> Problem statement
Nothing should be left out: write out the whole listing exactly.

> Given information
*** Begin section ***

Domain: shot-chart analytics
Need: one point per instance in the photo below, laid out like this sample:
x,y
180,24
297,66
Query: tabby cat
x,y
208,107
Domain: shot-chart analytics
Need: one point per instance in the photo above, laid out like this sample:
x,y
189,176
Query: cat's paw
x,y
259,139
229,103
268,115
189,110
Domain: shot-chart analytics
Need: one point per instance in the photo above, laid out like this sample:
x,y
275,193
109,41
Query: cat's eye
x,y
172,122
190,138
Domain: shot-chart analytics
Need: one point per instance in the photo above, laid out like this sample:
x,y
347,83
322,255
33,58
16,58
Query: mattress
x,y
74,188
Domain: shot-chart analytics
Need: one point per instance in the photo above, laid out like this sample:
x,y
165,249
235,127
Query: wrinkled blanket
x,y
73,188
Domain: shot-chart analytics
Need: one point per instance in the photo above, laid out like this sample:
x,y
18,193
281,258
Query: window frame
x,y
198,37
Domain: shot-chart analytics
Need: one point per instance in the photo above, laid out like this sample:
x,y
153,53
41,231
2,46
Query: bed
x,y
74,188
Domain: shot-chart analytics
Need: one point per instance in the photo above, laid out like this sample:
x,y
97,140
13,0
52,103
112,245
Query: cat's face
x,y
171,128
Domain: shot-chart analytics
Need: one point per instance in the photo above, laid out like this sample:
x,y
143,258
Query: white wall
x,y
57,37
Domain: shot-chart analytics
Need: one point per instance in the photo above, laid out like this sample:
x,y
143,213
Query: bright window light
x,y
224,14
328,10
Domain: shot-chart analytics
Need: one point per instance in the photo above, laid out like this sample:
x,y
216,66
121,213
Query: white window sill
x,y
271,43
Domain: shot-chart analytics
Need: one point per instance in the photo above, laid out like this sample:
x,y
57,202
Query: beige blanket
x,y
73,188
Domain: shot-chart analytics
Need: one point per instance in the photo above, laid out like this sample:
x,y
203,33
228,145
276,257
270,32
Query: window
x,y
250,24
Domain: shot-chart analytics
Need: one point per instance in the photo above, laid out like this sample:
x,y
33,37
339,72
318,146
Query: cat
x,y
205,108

*** End section ***

> Response to the exercise
Domain: shot-chart analytics
Need: one point per instance in the photo below, laid out like this sample:
x,y
180,24
297,66
Query: tabby cat
x,y
208,107
Domain: shot-chart analytics
Need: one point per instance in the photo above, laid out like this sample:
x,y
189,176
Query: cat's paw
x,y
259,139
229,103
268,115
189,110
Domain: shot-chart analytics
Need: one point per instance in the photo above, laid out like this sample:
x,y
275,193
109,41
Query: cat's eye
x,y
172,122
190,138
Domain: shot-chart analytics
Need: one point per instance in the photo above, laid out like this sample:
x,y
347,83
322,255
33,58
16,58
Query: mattress
x,y
74,188
Domain: shot-chart analytics
Need: one point per instance in the photo above, laid out like this sample:
x,y
165,249
235,127
Query: wrinkled blanket
x,y
73,188
Domain: shot-chart analytics
Need: one point per instance in the photo above, laid out like this sample:
x,y
18,193
281,258
Query: window frame
x,y
198,37
Domain: shot-chart analytics
Need: one point per instance in the photo above, laid out like this sample:
x,y
153,53
41,231
2,46
Query: bed
x,y
74,188
Domain: shot-chart analytics
Need: one point per instance in the photo above, laid out like this sample:
x,y
97,140
13,0
52,103
112,245
Query: cat's face
x,y
171,128
Domain: shot-chart analytics
Need: one point per instance in the photo above, laid out like this sample:
x,y
143,258
Query: white wall
x,y
57,37
Domain: shot-chart analytics
Need: one point per instance in the photo above, laid out like this sample:
x,y
143,213
Query: bright window light
x,y
224,14
328,10
Domain: shot-chart analytics
Need: one point per instance in the photo above, laid out like this sample:
x,y
216,66
121,213
Query: white window sill
x,y
271,43
Domain: shot-chart analytics
Need: one point per instance in the photo above, laid out like this sample:
x,y
57,202
Query: beige blanket
x,y
73,188
Domain: shot-chart analytics
Need: one point per instance in the photo above, laid out like this sample:
x,y
203,33
228,145
276,257
270,32
Query: window
x,y
250,24
Domain: shot-chart analytics
Need: one point per instance in the photo above, laid out like this sample:
x,y
33,37
339,72
318,146
Query: cat
x,y
205,108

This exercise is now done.